**Direction:**
Reproduce the material below, replacing every occurrence of "outline" with "contour" and leaving everything else unchanged.

**Dataset records:**

%%

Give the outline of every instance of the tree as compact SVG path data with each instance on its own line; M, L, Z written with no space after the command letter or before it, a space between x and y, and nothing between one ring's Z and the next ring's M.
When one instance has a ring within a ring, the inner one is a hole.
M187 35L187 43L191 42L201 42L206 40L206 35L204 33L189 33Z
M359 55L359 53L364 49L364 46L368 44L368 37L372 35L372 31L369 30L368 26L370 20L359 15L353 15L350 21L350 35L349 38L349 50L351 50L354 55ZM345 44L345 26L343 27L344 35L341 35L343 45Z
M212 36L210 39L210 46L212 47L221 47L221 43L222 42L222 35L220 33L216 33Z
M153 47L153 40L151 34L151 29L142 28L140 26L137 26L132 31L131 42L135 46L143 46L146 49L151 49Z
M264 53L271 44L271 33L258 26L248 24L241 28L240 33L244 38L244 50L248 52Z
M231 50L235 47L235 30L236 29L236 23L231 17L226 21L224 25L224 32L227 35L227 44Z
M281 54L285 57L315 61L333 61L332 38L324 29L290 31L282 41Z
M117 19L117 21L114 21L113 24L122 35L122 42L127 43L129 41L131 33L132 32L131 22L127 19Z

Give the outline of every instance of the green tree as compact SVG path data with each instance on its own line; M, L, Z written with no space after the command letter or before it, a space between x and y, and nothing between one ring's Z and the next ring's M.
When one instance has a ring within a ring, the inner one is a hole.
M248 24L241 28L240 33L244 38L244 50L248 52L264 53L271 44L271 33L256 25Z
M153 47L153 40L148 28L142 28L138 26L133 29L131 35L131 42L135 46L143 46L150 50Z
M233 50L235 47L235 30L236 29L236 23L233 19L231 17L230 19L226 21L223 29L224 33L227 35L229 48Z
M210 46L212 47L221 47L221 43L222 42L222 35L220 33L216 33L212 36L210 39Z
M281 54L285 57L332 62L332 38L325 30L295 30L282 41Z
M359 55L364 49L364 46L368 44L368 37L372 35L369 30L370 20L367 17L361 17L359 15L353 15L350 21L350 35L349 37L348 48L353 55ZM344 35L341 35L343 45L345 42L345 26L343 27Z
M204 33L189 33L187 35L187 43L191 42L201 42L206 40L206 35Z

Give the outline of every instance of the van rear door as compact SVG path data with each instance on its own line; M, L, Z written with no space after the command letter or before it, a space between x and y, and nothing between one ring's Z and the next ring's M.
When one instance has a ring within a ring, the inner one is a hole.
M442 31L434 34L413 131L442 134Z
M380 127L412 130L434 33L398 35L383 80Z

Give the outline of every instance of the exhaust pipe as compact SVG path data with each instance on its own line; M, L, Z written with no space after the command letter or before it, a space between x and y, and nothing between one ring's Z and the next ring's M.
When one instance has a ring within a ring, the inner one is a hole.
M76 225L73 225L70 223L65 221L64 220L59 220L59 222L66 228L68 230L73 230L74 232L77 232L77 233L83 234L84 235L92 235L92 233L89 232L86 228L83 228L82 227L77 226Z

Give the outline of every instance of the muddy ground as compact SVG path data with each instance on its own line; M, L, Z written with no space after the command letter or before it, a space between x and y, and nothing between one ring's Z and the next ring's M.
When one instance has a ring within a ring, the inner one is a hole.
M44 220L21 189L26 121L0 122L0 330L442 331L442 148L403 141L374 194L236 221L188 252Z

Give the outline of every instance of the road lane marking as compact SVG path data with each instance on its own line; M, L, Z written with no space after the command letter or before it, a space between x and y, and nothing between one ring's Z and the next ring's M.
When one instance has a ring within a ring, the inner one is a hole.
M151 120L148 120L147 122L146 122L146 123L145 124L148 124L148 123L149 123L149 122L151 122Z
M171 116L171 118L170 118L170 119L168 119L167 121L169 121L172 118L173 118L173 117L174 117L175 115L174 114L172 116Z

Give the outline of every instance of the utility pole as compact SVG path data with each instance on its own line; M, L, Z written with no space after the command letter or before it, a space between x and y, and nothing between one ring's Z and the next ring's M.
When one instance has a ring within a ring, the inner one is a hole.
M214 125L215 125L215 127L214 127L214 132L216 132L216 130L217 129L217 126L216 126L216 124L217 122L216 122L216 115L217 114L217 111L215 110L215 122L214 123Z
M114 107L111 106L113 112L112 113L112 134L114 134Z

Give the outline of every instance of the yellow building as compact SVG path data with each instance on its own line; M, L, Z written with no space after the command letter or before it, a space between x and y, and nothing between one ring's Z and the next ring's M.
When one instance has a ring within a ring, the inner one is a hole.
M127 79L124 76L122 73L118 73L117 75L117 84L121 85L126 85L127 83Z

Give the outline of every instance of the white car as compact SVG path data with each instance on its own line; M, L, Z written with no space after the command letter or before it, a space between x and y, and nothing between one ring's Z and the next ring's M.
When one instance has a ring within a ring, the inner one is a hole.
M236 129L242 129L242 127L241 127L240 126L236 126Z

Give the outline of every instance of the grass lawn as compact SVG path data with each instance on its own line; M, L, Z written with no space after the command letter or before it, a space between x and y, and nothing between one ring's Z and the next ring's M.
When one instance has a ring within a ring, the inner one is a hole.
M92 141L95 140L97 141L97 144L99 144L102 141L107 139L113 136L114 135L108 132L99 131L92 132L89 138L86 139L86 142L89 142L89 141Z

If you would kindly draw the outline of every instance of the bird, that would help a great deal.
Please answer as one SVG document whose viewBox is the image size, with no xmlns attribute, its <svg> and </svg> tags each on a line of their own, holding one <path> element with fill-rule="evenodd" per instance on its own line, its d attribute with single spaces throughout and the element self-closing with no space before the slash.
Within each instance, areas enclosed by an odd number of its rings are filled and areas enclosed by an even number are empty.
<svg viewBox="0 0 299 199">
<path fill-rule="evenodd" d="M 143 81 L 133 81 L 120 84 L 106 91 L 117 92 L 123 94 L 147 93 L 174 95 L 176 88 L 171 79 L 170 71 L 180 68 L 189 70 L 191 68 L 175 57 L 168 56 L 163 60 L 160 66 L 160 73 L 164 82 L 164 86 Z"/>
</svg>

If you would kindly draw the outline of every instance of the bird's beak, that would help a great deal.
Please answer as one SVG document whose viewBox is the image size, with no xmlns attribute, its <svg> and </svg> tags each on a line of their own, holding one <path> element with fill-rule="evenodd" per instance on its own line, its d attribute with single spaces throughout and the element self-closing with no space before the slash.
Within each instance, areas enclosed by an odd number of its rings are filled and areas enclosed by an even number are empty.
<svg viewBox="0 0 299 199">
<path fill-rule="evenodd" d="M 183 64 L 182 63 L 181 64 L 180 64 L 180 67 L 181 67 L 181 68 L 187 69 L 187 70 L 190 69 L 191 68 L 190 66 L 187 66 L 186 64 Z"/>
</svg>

%%

**Problem solution:**
Give the contour of every instance of the tree as compact SVG path data with each instance on its own line; M, L, Z written with no space after the command letter or before it, a space between x and y, and nothing between one ring's Z and the next ring's M.
When one instance has a ring within a ring, the inner one is a hole.
M187 35L187 43L191 42L201 42L206 40L206 35L204 33L189 33Z
M359 55L359 53L364 49L364 46L368 44L368 37L372 35L372 31L369 30L368 26L370 20L359 15L353 15L350 21L350 35L349 38L349 50L351 50L354 55ZM345 44L345 26L343 27L344 35L341 35L343 45Z
M212 36L210 39L210 46L212 47L221 47L221 43L222 42L222 35L220 33L216 33Z
M153 47L153 40L151 34L151 29L142 28L140 26L137 26L132 31L131 42L135 46L143 46L146 49L151 49Z
M264 53L271 44L271 33L258 26L248 24L241 28L240 33L244 38L244 50L248 52Z
M231 50L235 47L235 30L236 29L236 23L231 17L226 21L224 25L224 32L227 35L227 44Z
M281 54L285 57L315 61L333 61L332 38L324 29L290 31L282 41Z
M117 19L117 21L114 21L113 24L122 35L122 42L127 43L129 41L131 33L132 32L131 22L127 19Z

Give the contour of every instance of the green tree as compact SVG path data with each instance on its own line; M, L, Z written with no space after the command letter or before it, a space between x and y, and nothing between one ring's Z and the next ring's M.
When one instance has a ring within a ring, the inner one is a hole.
M248 24L241 28L240 33L244 38L244 50L248 52L264 53L271 44L271 33L256 25Z
M153 47L153 40L148 28L142 28L138 26L133 29L131 35L131 42L135 46L143 46L150 50Z
M233 50L235 47L235 30L236 29L236 23L233 19L231 17L230 19L226 21L223 29L224 33L227 35L229 48Z
M210 46L212 47L221 47L221 43L222 42L222 35L220 33L216 33L212 36L210 39Z
M281 54L285 57L332 62L332 38L325 30L295 30L282 41Z
M359 55L364 49L364 46L368 44L368 37L372 35L369 30L370 20L367 17L361 17L359 15L353 15L350 21L350 35L349 37L348 48L353 55ZM344 35L341 35L343 45L345 42L345 26L343 27Z
M204 33L189 33L187 35L187 43L191 42L201 42L206 40L206 35Z

Give the contour of every instance of the van rear door as compact SVG path data with each instance on its own line; M, L, Z written with no space after the command letter or before it, a space between x and y, and nothing between one ring's Z and the next ring's M.
When one instance has a ring within a ring, the inner one is a hole.
M442 31L434 34L413 131L442 134Z
M380 127L412 130L434 33L398 35L383 80Z

Give the contour of every instance of the exhaust pipe as compact SVG path data with each instance on its own line; M, L, Z written with no space after the command letter or before it, a space between x and y, and nothing between one ring's Z and the next ring's M.
When one instance has a ring within a ring, the inner one is a hole.
M76 225L73 225L70 223L65 221L64 220L59 220L59 222L66 228L68 230L73 230L74 232L77 232L77 233L83 234L84 235L92 235L92 233L89 232L86 228L83 228L82 227L77 226Z

Give the contour of every instance of the muddy ground as compact SVG path data with each instance on its own line; M, L, Z written with no space after the command letter or before it, a space between x and y, and nothing between one ring's Z and the next ring's M.
When one instance has a ring within a ring, the inner one is a hole.
M44 220L21 189L26 121L0 122L0 330L442 331L442 148L403 141L374 194L236 221L188 252Z

Give the contour of every instance of the road lane marking as compact SVG path data with each instance on its own line; M, L, Z written with no space after the command letter or before it, a space between x and y, and nothing between one ring's Z and the next ring's M.
When one instance has a ring within a ring, the inner one is a hole.
M151 120L148 120L147 122L146 122L146 123L145 124L148 124L148 123L149 123L149 122L151 122Z
M171 116L171 118L170 118L170 119L168 119L167 121L169 121L172 118L173 118L173 117L174 117L175 115L174 114L172 116Z

Give the contour of every instance of the utility pole as compact SVG path data with each instance on its own line; M, L, Z written with no space after the command letter or before it, a space between x and y, and nothing between one ring's Z and the next ring's M.
When one instance has a ring within a ring, the inner one is a hole.
M214 125L215 125L215 127L214 127L214 132L216 132L216 130L217 129L217 126L216 126L216 124L217 122L216 122L216 115L217 114L217 111L215 110L215 122L214 123Z
M114 107L111 106L113 112L112 113L112 134L114 134Z

Give the contour of every instance of the yellow building as compact SVG path data with each instance on its own line; M, L, Z written with no space after the command letter or before it, a space between x and y, and nothing between one ring's Z and the next ring's M.
When one instance has a ring within a ring, the inner one is a hole.
M127 79L124 76L122 73L118 73L117 75L117 84L121 85L126 85L127 83Z

Give the contour of every instance of the white car as compact SVG path data with each instance on its own line; M, L, Z written with no space after the command letter or before it, a space between x and y, and nothing between one ring's Z and the next ring's M.
When one instance has a ring within a ring, the inner one is a hole.
M236 129L242 129L242 127L241 127L240 126L236 126Z

Give the contour of every instance of the grass lawn as compact SVG path data with each instance on its own line; M, L, Z written with no space after the command letter or before it, a space between x and y, and nothing between one ring's Z and the next ring's M.
When one instance has a ring within a ring, the inner one is a hole.
M92 141L95 140L97 141L97 144L99 144L102 141L107 139L113 136L114 135L108 132L99 131L92 132L89 138L86 139L86 142L89 142L89 141Z

If you would kindly draw the contour of every instance of the bird, that would help a great deal.
Please answer as one SVG document whose viewBox is the image size, with no xmlns attribute, its <svg> and </svg> tags each on a line of their own, holding one <path> element with fill-rule="evenodd" per instance on its own line, its d attribute with single spaces throughout and the element self-closing with no space before the slash.
Within each instance, areas enclosed by an odd number of its rings are filled and areas enclosed by an even number are empty.
<svg viewBox="0 0 299 199">
<path fill-rule="evenodd" d="M 143 81 L 133 81 L 120 84 L 106 91 L 117 92 L 123 94 L 147 93 L 174 95 L 176 88 L 171 79 L 170 71 L 180 68 L 189 70 L 191 68 L 175 57 L 168 56 L 163 60 L 160 66 L 160 73 L 164 82 L 164 86 Z"/>
</svg>

If you would kindly draw the contour of every instance of the bird's beak, that would help a great deal.
Please answer as one SVG document whose viewBox is the image size, with no xmlns attribute, its <svg> and </svg> tags each on a line of their own, holding one <path> element with fill-rule="evenodd" per instance on its own line, its d attribute with single spaces throughout and the element self-closing with no space before the slash.
Within each instance, areas enclosed by an odd number of its rings are filled and areas enclosed by an even number are empty.
<svg viewBox="0 0 299 199">
<path fill-rule="evenodd" d="M 183 64 L 182 63 L 181 64 L 180 64 L 180 67 L 181 67 L 181 68 L 187 69 L 187 70 L 190 69 L 191 68 L 190 66 L 187 66 L 186 64 Z"/>
</svg>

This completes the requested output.